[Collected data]
-- Opening Marker --

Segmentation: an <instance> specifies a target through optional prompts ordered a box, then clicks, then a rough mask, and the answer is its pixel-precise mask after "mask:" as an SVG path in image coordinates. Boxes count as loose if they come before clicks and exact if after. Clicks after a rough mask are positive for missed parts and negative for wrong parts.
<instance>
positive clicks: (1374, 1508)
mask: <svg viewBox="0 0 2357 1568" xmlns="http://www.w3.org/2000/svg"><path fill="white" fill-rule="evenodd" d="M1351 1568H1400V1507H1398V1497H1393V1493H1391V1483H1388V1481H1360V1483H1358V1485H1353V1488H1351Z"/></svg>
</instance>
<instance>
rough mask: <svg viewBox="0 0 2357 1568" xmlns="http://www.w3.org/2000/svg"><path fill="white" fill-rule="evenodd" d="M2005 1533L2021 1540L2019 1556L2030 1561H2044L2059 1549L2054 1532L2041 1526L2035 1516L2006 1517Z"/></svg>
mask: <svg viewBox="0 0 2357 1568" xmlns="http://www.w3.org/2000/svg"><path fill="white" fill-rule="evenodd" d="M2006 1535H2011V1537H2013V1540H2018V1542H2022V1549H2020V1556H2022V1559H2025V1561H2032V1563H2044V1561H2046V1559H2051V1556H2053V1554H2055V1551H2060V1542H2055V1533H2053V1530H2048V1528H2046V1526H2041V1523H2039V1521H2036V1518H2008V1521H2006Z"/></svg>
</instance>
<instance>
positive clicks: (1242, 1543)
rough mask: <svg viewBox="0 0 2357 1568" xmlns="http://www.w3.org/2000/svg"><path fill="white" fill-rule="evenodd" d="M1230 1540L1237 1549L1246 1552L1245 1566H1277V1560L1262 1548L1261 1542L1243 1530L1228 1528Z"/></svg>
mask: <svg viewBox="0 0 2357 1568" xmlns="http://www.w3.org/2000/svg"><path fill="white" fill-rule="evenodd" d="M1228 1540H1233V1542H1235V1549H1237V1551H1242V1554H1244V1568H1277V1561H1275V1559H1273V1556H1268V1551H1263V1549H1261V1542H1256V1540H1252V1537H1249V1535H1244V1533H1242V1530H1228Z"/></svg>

-- Closing Marker --

[ABOUT THIS TASK] Copy the lines above exactly, leaving every word as it is.

[RESPONSE TO THIS EXERCISE]
Segmentation: an <instance> specifies a target through optional prompts ordered a box, then clicks, then a rough mask, and the answer is its pixel-precise mask after "mask:" as an SVG path in image coordinates. Boxes count as loose if they come before clicks and exact if after. Clicks after a rough mask are positive for missed parts and negative for wrong parts.
<instance>
positive clicks: (1374, 1508)
mask: <svg viewBox="0 0 2357 1568" xmlns="http://www.w3.org/2000/svg"><path fill="white" fill-rule="evenodd" d="M1351 1568H1400V1507H1398V1497H1393V1493H1391V1483H1388V1481H1360V1483H1358V1485H1353V1488H1351Z"/></svg>
</instance>
<instance>
rough mask: <svg viewBox="0 0 2357 1568" xmlns="http://www.w3.org/2000/svg"><path fill="white" fill-rule="evenodd" d="M2005 1533L2021 1540L2019 1556L2030 1561H2044L2059 1549L2054 1532L2041 1526L2035 1516L2006 1517Z"/></svg>
mask: <svg viewBox="0 0 2357 1568" xmlns="http://www.w3.org/2000/svg"><path fill="white" fill-rule="evenodd" d="M2006 1535H2011V1537H2013V1540H2018V1542H2022V1549H2020V1556H2022V1559H2025V1561H2032V1563H2044V1561H2046V1559H2051V1556H2053V1554H2055V1551H2060V1542H2055V1533H2053V1530H2048V1528H2046V1526H2041V1523H2039V1521H2036V1518H2008V1521H2006Z"/></svg>
</instance>
<instance>
positive clicks: (1242, 1543)
rough mask: <svg viewBox="0 0 2357 1568" xmlns="http://www.w3.org/2000/svg"><path fill="white" fill-rule="evenodd" d="M1230 1540L1237 1549L1246 1552L1245 1566H1277V1560L1262 1548L1261 1542L1243 1530L1228 1528Z"/></svg>
mask: <svg viewBox="0 0 2357 1568" xmlns="http://www.w3.org/2000/svg"><path fill="white" fill-rule="evenodd" d="M1228 1540H1233V1542H1235V1549H1237V1551H1242V1554H1244V1568H1277V1561H1275V1559H1273V1556H1268V1551H1263V1549H1261V1542H1256V1540H1252V1537H1249V1535H1244V1533H1242V1530H1228Z"/></svg>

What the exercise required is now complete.